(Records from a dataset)
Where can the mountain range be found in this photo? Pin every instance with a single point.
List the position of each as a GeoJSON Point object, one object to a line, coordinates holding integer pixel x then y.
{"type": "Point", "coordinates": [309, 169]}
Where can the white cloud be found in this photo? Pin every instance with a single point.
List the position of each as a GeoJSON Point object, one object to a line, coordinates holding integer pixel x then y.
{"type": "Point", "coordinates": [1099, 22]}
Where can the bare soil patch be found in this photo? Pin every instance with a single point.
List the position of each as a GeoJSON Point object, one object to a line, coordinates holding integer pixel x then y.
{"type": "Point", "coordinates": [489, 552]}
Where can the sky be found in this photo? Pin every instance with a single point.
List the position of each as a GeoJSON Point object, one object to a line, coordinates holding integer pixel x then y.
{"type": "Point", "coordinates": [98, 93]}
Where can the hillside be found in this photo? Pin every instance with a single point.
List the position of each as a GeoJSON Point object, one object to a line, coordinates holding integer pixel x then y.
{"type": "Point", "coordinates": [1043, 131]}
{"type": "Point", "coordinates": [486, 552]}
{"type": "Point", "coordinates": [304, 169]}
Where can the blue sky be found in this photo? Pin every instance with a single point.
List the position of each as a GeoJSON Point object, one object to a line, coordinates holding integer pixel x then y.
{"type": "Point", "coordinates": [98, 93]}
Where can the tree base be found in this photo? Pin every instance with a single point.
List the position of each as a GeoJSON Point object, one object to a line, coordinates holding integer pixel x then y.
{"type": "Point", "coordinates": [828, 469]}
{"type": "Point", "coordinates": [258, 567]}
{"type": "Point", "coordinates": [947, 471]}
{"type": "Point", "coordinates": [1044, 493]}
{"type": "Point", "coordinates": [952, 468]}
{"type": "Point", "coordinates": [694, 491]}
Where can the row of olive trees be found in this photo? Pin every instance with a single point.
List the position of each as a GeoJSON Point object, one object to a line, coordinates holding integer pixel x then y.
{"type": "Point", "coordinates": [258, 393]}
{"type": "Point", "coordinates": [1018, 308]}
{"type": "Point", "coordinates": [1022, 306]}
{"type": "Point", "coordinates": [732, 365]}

==

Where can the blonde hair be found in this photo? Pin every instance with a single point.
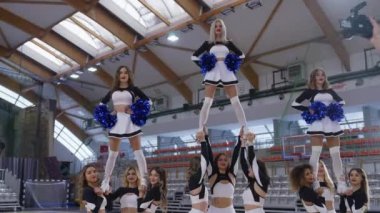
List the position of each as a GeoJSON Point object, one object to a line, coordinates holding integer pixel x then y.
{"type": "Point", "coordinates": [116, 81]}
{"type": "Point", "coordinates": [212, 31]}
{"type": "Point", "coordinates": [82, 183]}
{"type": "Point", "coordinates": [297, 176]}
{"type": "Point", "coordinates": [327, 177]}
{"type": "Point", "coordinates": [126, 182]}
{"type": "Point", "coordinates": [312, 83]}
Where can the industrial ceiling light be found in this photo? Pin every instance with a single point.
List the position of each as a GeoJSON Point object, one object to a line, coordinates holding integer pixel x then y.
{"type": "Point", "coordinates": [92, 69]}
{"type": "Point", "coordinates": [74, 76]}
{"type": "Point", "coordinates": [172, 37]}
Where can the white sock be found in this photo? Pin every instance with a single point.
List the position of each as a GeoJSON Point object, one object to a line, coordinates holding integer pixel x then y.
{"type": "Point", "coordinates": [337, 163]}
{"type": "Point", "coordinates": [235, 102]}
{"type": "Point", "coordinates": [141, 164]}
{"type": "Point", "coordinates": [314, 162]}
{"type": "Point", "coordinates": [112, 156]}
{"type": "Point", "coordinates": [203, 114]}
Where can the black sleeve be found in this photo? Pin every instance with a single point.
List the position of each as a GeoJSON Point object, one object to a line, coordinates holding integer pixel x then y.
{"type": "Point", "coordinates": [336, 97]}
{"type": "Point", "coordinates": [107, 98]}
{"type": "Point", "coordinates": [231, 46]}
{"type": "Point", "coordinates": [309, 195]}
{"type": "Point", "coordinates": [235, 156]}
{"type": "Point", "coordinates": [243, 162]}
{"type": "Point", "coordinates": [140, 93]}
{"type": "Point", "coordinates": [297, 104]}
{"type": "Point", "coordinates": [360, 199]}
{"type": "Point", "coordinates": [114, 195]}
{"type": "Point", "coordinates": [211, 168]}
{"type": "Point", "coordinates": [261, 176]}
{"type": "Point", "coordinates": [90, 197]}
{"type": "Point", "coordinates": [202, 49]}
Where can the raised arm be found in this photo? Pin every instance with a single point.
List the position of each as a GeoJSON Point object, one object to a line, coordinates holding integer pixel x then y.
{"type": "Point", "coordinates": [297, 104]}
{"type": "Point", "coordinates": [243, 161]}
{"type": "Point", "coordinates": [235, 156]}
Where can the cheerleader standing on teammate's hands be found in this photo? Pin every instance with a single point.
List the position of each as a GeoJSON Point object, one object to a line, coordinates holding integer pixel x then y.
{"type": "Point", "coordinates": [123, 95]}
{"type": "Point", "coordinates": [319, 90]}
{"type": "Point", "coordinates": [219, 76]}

...

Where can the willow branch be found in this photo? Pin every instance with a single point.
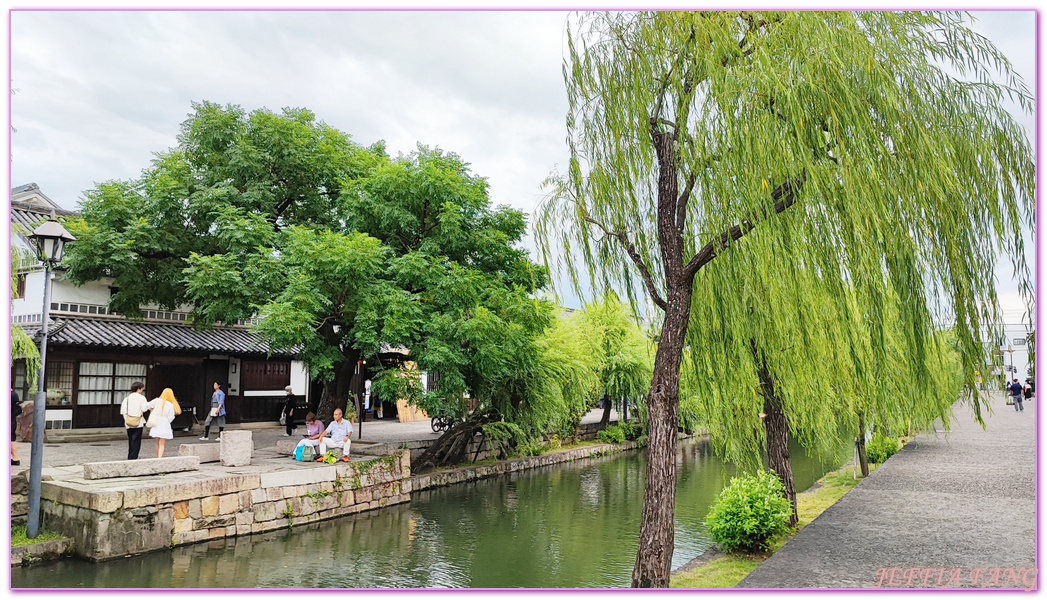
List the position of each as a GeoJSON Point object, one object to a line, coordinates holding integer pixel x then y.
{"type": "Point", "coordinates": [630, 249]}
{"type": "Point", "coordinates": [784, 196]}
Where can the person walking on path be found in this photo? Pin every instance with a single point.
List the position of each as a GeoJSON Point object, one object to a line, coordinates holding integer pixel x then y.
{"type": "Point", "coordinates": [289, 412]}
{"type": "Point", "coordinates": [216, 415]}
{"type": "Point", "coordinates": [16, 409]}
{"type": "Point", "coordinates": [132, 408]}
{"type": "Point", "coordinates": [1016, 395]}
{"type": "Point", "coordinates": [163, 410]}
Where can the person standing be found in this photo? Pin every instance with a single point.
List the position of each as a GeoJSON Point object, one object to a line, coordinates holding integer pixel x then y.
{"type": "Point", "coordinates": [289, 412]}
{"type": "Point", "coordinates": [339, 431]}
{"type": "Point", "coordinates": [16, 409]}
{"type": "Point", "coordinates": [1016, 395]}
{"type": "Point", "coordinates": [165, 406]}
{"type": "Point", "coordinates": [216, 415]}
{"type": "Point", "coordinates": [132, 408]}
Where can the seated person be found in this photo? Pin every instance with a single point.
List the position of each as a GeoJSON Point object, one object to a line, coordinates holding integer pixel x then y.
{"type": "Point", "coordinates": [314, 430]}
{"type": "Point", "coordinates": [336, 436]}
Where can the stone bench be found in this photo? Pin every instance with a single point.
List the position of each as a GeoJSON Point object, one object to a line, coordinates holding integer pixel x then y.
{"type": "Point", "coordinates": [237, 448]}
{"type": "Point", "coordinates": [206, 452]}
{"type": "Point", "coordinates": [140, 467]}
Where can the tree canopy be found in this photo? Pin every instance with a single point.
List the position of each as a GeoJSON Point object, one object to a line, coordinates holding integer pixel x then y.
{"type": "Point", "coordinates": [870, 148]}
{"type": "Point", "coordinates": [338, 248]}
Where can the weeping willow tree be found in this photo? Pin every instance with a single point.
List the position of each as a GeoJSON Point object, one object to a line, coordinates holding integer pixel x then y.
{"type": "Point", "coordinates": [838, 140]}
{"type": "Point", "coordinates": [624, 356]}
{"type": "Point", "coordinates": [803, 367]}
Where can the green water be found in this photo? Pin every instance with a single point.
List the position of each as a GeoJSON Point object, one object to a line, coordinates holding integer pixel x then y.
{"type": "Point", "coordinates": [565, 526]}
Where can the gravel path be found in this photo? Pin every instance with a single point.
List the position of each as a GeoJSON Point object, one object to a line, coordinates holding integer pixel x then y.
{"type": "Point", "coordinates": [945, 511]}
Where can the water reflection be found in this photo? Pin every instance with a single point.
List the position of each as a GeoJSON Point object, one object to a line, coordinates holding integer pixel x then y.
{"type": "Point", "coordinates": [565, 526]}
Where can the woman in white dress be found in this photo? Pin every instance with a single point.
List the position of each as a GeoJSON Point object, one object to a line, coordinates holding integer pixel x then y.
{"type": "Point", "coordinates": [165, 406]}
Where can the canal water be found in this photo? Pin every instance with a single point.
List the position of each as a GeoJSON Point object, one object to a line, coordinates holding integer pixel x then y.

Direction:
List every line of the data above that contains the word "white".

Reply:
Where can the white cloud be found in this photo? Pin every instance with a single point.
Where can the white sock be found in this photo? Pin every instance with a single point.
Where can the woman in white dress be found in this photo? Pin every instance with a single point.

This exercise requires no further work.